■ WHAT IS ASKED
Reproduce each of the items below, swapping "Labeling guideline" for "Annotation rule" every time it occurs and leaving everything else unchanged.
_ _ _ _ _
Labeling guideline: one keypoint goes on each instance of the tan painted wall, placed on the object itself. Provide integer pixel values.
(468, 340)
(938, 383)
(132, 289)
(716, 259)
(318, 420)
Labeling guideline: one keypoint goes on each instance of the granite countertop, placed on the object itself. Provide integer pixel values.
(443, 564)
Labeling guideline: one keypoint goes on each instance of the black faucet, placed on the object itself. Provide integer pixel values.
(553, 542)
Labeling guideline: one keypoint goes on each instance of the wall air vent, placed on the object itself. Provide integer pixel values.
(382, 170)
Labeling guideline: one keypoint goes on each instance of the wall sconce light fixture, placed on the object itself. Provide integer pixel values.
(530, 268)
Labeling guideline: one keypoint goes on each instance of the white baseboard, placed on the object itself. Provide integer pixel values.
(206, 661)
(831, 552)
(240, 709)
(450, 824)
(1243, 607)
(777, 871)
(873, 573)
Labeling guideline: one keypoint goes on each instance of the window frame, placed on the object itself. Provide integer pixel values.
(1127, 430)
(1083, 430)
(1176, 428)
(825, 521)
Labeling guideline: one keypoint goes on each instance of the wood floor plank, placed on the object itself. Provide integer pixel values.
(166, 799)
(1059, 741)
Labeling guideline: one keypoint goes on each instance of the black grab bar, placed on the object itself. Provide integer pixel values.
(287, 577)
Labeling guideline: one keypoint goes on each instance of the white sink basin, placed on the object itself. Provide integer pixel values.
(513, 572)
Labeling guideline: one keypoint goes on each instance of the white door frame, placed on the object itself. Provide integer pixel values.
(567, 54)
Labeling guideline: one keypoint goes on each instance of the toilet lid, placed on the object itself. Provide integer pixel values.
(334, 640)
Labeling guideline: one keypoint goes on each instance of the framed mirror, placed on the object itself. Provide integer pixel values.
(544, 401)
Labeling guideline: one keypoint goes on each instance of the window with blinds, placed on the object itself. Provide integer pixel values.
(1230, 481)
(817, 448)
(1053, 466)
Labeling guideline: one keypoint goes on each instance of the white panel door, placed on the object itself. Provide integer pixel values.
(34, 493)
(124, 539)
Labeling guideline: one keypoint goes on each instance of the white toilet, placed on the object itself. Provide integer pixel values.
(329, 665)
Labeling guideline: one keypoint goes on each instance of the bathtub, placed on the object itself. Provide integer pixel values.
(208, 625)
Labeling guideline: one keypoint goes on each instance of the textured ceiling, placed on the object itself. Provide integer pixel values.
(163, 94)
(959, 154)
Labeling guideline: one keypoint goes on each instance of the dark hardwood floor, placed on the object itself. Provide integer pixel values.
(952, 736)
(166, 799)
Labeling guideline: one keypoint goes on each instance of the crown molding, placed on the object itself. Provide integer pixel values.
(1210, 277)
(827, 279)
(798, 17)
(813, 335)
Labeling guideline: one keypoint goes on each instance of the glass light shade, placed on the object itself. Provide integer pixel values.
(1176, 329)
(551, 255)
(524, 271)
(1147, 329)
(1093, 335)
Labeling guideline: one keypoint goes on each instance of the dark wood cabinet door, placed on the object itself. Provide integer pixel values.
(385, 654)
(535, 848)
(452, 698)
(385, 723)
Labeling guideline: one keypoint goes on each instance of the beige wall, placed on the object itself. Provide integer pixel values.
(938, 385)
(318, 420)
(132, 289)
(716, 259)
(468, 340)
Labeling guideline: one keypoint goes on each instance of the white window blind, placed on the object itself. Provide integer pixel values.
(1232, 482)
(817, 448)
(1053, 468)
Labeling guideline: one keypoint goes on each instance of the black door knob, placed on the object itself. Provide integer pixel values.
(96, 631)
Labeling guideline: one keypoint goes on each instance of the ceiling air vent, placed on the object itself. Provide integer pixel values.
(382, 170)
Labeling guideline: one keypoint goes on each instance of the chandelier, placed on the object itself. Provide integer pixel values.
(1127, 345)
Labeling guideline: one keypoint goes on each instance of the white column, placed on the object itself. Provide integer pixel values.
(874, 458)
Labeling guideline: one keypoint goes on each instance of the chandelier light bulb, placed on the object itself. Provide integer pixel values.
_ _ _ _ _
■ COMPLETE OUTPUT
Annotation rule: one keypoint goes on each instance of the tan painted wall, placed on the object itself. Provide integer pixel values.
(468, 340)
(938, 383)
(132, 289)
(716, 259)
(318, 420)
Annotation rule: one keypoint goes on each instance of the granite countertop, placed on the object itself. Provide integer pixel values.
(443, 564)
Annotation rule: one keypoint goes on each instance of the black faucet, placed on the object itself. Provide integer pixel values.
(553, 542)
Annotation rule: one keypoint goes on each instance of the wall air vent, placed on the object itself. Provide integer pixel values.
(382, 170)
Annotation rule: one keypoint goes on each instance of the wall sconce light fixture, placed on the object itself. Provide integer pixel values.
(530, 268)
Annotation rule: one keypoint goes on each instance of the white baseboard, placed on the object itself. Provide integer pixel values.
(206, 661)
(831, 552)
(240, 709)
(450, 824)
(1243, 607)
(777, 871)
(873, 573)
Annotation rule: one keypoint goes on each instance of the window frame, placed on the object itself. Provide integer pixel values.
(1127, 430)
(1083, 430)
(1176, 428)
(825, 521)
Annotation rule: one keypoint goes on each instance of the wood floor plank, placed on the object itself. Provide integer pixel values.
(166, 799)
(1059, 741)
Annotation rule: one keypoint goes on each instance of the black grab bar, placed on the object itself. Provide integer pixel values.
(287, 577)
Annotation rule: one keypoint goes on each instance of the white sink basin, placed on the object itself. Provide integer pixel values.
(513, 572)
Annotation rule: one keypoint goes on each instance of the white door frame, placed on the object itself. Provide integer pixel values.
(567, 54)
Annotation rule: one keypoint goes on each instance of the toilet lid, placed on the object itself. Provide integer pixel values.
(334, 640)
Annotation rule: one keypoint goes on each instance of the framed mirror, placed on the object itself. Provide integer pixel values.
(544, 401)
Annotation rule: one keypoint goes on each instance of the window with blinds, placed on the object itself. Provide integer pixel values.
(1230, 481)
(817, 448)
(1053, 466)
Annotation rule: one keypoint goes on each instance of the white panel door, placed on the object itself. Provide integer pixel values.
(34, 493)
(124, 539)
Annotation rule: one keypoint goes on each instance of the white toilet, placed on the object itself. Provide integer pixel values.
(329, 665)
Annotation rule: one keypoint goes on each instance of the bathtub, placed on the object itself. Provide integer pixel values.
(208, 625)
Annotation rule: one keypoint goes on each instance of the textured ceiling, placed on the object itself. Provide integer pixel values.
(163, 94)
(959, 154)
Annotation rule: one keypoint goes on each instance of the dark hardwood floor, placed on the object itself. Provide integer pixel values.
(952, 736)
(166, 799)
Annotation rule: one keypoint goes on each instance of the crown molding, placed on the object itself. Provide integer pixel values.
(1210, 277)
(827, 279)
(798, 17)
(813, 335)
Annotation rule: one keypoint goes on each instance of the glass light shade, placed on the object itself. Provide integer pixel values.
(1176, 329)
(551, 255)
(524, 271)
(1147, 329)
(1093, 335)
Annotation rule: one keypoint goes on each instance of the dark wood cabinet door, placed on the object itself. Provide integer pixel values.
(385, 654)
(535, 848)
(452, 698)
(385, 723)
Annotation rule: one keypoint goes on each instance of the beige wall, placed on the object itself. Provide integer pixel values.
(938, 385)
(318, 420)
(132, 289)
(716, 259)
(468, 340)
Annotation rule: one keypoint goes on each instance of the white window blind, placed on the object itself. Provide integer pixel values.
(1232, 482)
(817, 448)
(1053, 468)
Annotation rule: one keypoint goes on each instance of the black door knob, placed on the object itself. Provide integer pixel values.
(96, 631)
Annotation rule: one keypoint goes on each instance of the ceiling air vent, placed on the object itself. Provide integer pixel values.
(382, 170)
Annotation rule: one keypoint goes on each instance of the chandelier, placed on the object itself. Provide integer pixel values.
(1127, 345)
Annotation rule: one keypoint goes on each instance of the white column, placed on the object itself. Provide integer pixel values.
(874, 458)
Annotation rule: one keypoint goes on each instance of the chandelier light bulb, placed on the object itself. Provide integer pixel values.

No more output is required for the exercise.